MATERIAL FOR THIS EXERCISE:
----------------------------------------
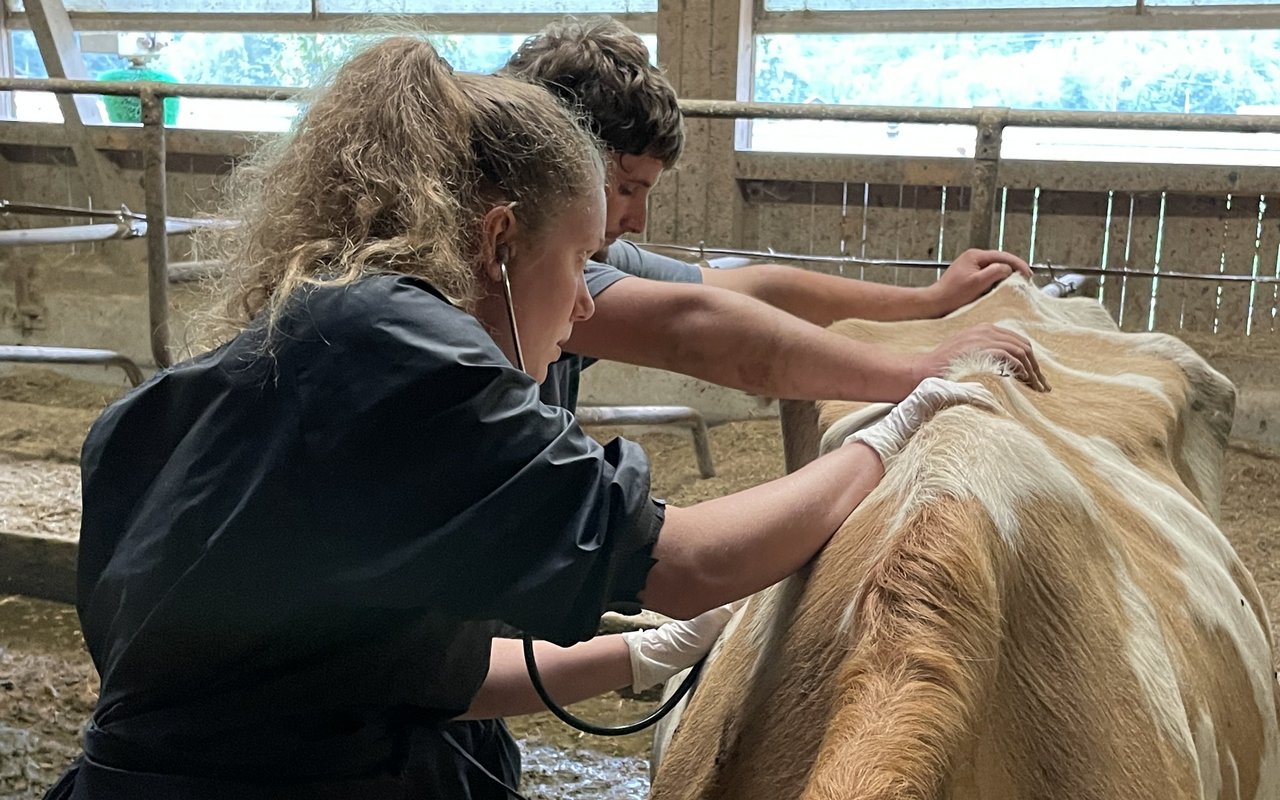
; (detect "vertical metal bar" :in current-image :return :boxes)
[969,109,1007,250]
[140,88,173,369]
----------------------------------------
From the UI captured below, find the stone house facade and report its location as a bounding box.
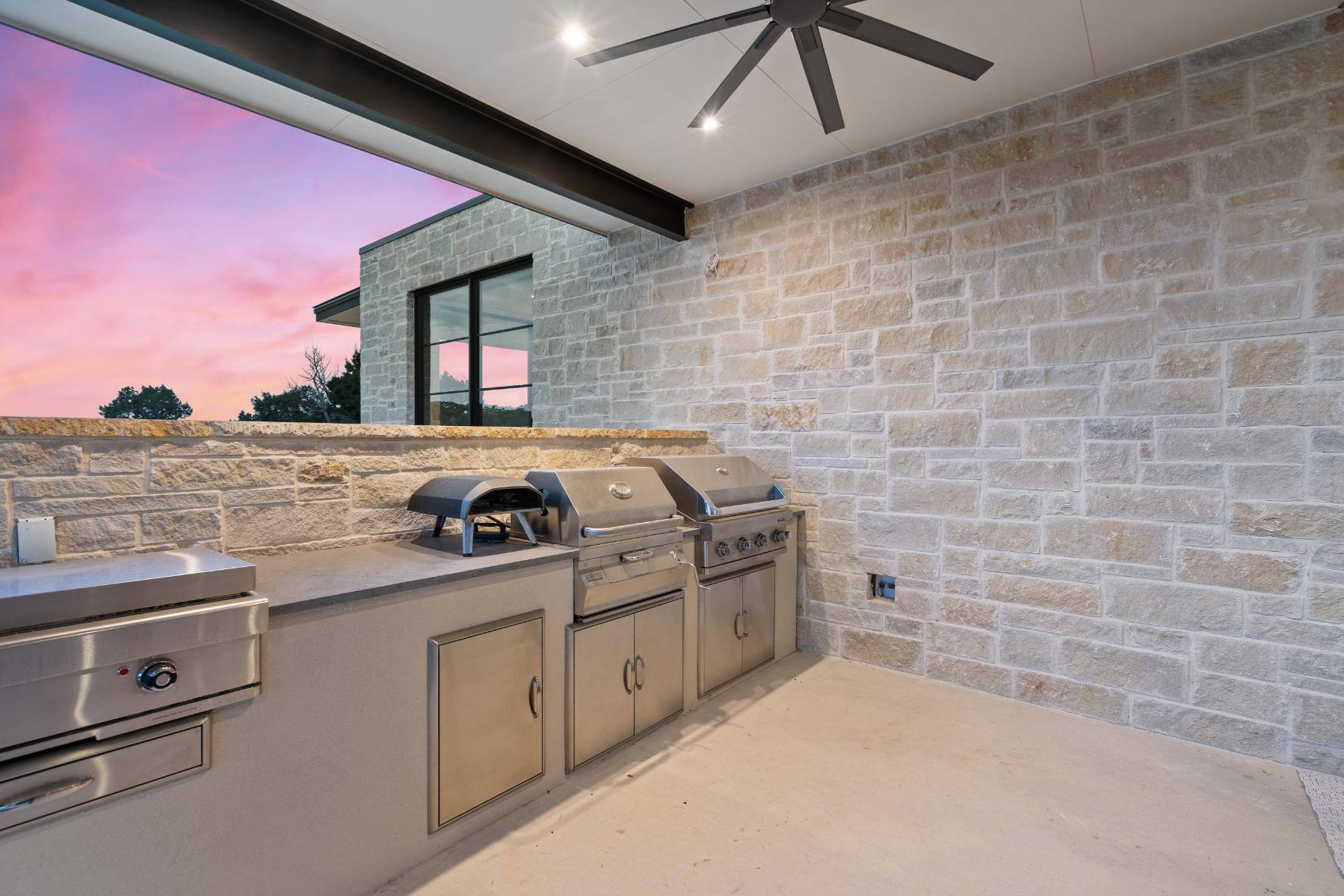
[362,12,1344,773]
----------------------------------------
WHAT IS REQUIRED: Rewrite the entries starting at the line that has "From the UI" and ending after the line that has "[362,12,1344,773]", replacing "stone house facade" with "brick house front" and keeping everything else the same. Omit the picture from your answer.

COMPLETED TASK:
From the UI captured below, find the brick house front and report its location as a bounding box.
[362,12,1344,773]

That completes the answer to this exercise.